[Referring expression data]
· · ·
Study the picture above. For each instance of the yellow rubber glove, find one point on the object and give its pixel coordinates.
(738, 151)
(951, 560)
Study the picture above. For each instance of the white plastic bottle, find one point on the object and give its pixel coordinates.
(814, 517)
· · ·
## Task to complete:
Starting at the line that contains "Study the picture above. For each instance of the white", reproduce each line through the end of the records exactly, both ends included.

## Written answer:
Study the picture above. For each instance of the white plastic bottle, find one point on the object and give its pixel coordinates.
(814, 517)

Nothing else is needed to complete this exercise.